GIVEN PROBLEM A =>
Copy the rows word for word, from the start of the rows to the line with "Provide the mask", and include both of those lines. Leave the pictures out.

EXCERPTED PASSAGE =>
With only two in existence, Sotheby’s auction house started the bidding at €50 million. It quickly went up – €70 million, €85 million, €100 million. On behalf of an unnamed client, British car collector Simon Kidston purchased the Coupé for €135 million, making it the world’s most valuable car ever sold and shattering the previous record held by a 1962 Ferrari 250 GTO that sold for $48 million in 2018.

The 8-cylinder feat of German engineering capable of reaching speeds of 180 mph is at its most basic level a fun toy. But beyond the simple joy of going vroom vroom, the 300 SLR is an investment, an acquisition, an appreciating asset.

Vintage cars have risen 185% in value over the past decade, outpacing other luxury items such as fine art, watches, and wine. In fact, antique autos sit second only to high-quality whiskeys, according to the latest Knight Frank wealth report.

And in a world where the electric vehicle is expected to replace the combustion engine in the next few decades, the value and interest in classic cars is entering uncharted territory.

What’s the Difference?
We might be using the term “classic” throughout this piece as a catchall term, but let’s break down some car collector vocab first.

The words “vintage,” “antique,” and “classic” may sound interchangeable, but these are very particular definitions within the industry. It mainly comes down to when the car was made, but even then it varies between countries and states:

  • Sticking with the US standards, “vintage” means any vehicle built specifically between 1919 and 1930 – think Jay Gatsby’s big yellow Rolls-Royce or Al Capone’s bulletproof Cadillac with the suicide doors.
  • “Classic” and “antique” generally refer to cars that are at least 20 and 45 years old, respectively. Obviously, models like the 1959 Cadillac Coupe DeVille are among the most eye-catching and desired vehicles. But, technically speaking, this 2000 Honda Odyssey – a soccer mom’s dream – can be considered a classic car.

ENTRIES =>
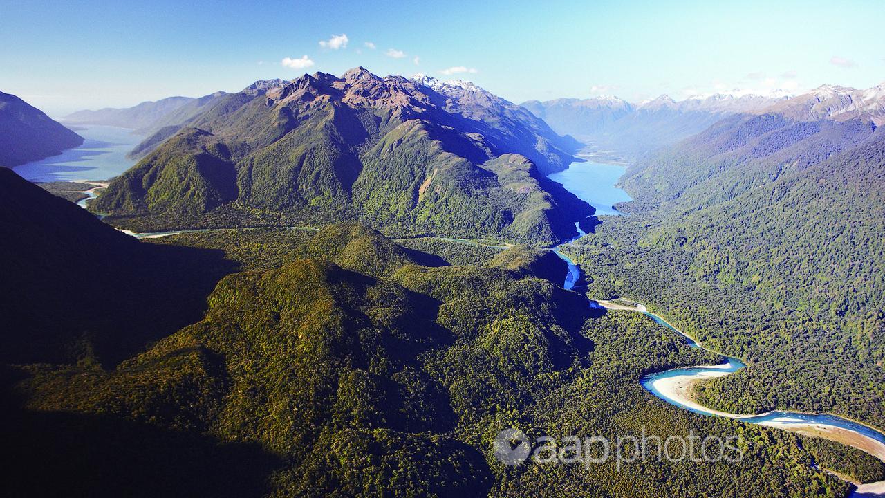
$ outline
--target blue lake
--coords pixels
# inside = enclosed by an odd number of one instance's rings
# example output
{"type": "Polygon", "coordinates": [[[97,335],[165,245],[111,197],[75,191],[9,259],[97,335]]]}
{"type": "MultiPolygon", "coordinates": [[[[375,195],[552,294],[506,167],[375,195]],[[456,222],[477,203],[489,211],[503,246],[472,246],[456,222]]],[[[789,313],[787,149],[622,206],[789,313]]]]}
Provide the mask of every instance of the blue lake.
{"type": "Polygon", "coordinates": [[[132,167],[135,161],[126,159],[126,154],[143,138],[133,135],[131,129],[112,126],[88,126],[74,131],[86,139],[79,147],[12,169],[31,182],[107,180],[132,167]]]}
{"type": "Polygon", "coordinates": [[[596,207],[597,216],[622,214],[613,206],[631,200],[627,192],[615,187],[626,170],[626,166],[618,164],[573,162],[568,169],[547,177],[561,183],[566,190],[596,207]]]}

GIVEN PROBLEM B =>
Based on the collector car passage, are these statements right? (i) The bidding at Sotheby's opened at €50 million. (ii) According to the wealth report, antique cars have gained more in value than high-quality whiskeys. (iii) Under US standards, a "vintage" vehicle is one built between 1919 and 1930.

FULL SOLUTION A =>
$ outline
--target blue lake
--coords pixels
# inside = enclosed by an odd number of one instance's rings
# example output
{"type": "Polygon", "coordinates": [[[97,335],[165,245],[111,197],[75,191],[9,259],[97,335]]]}
{"type": "MultiPolygon", "coordinates": [[[[375,195],[552,294],[506,167],[375,195]],[[456,222],[477,203],[489,211],[503,246],[472,246],[456,222]]],[[[789,313],[787,149],[622,206],[789,313]]]]}
Provide the mask of every instance of the blue lake.

FULL SOLUTION B =>
(i) Yes: "Sotheby’s auction house started the bidding at €50 million."
(ii) No: "antique autos sit second only to high-quality whiskeys"
(iii) Yes: "“vintage” means any vehicle built specifically between 1919 and 1930"